> _Document segment_
━━━━━━━━━━━━━━━━━━━━━━━━━━━━━━

Corpora: CFP: Speech Annotation and Corpus Tools

Steven Bird (sb@unagi.cis.upenn.edu)
Thu, 08 Jul 1999 11:03:48 EDT

*** SECOND ANNOUNCEMENT ***

SPEECH COMMUNICATION

CALL FOR PAPERS

Special Issue on SPEECH ANNOTATION AND CORPUS TOOLS
[http://www.ldc.upenn.edu/annotation/specom.html]

Submission Deadline: 30 August 1999

Guest editors: Steven Bird and Jonathan Harrington

Aims and Scope of Speech Communication (from the journal homepage)

Speech Communication is an interdisciplinary journal whose primary
objective is to fulfil the need for the rapid dissemination and
thorough discussion of basic and applied research results. In order to
establish frameworks to inter-relate results from the various areas of
the field, emphasis will be placed on viewpoints and topics of a
transdisciplinary nature. ... The journal's primary objectives are:
to present a forum for the advancement of human and human-machine
speech communication science; to stimulate cross-fertilization between
different fields of this domain; to contribute towards the rapid and
wide diffusion of scientifically sound contributions in this domain.
General information about Speech Communication, the official journal
of the European Speech Communication Association, can be found at
[www.elsevier.com/locate/specom].

Scope of the Special Issue

Submissions are invited for a special issue of Speech Communication on
Speech Annotation and Corpus Tools. The aim of the special issue is
to make speech scientists aware of recent developments in the
representation and management of annotated speech corpora,
i.e. collections of speech signal data with time-aligned
transcriptions. (Signal data may be audio or physiological, natural
or artificial, in basic or derived form.) The primary focus is the
structure of annotations and of annotated corpora, as used within and
across a wide range of disciplines concerned with spoken human
communication.

━━━━━━━━━━━━━━━━━━━━━━━━━━━━━━

> _Information provided_
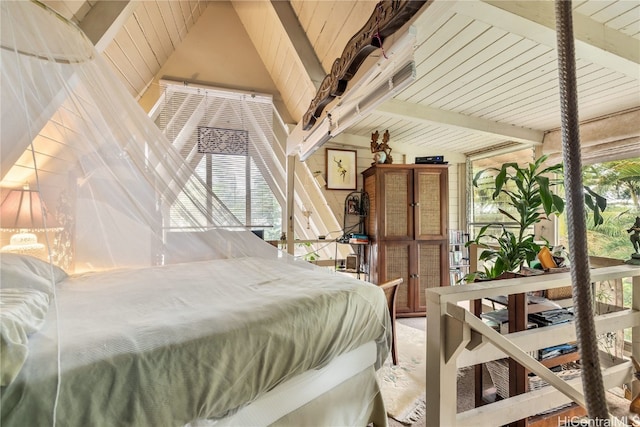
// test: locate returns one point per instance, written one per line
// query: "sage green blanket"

━━━━━━━━━━━━━━━━━━━━━━━━━━━━━━

> _Work required_
Repeat word for word the part of the call for papers between "Special Issue on" and "the journal homepage)", inclusive.

> _Solution for this exercise_
Special Issue on SPEECH ANNOTATION AND CORPUS TOOLS
[http://www.ldc.upenn.edu/annotation/specom.html]

Submission Deadline: 30 August 1999

Guest editors: Steven Bird and Jonathan Harrington

Aims and Scope of Speech Communication (from the journal homepage)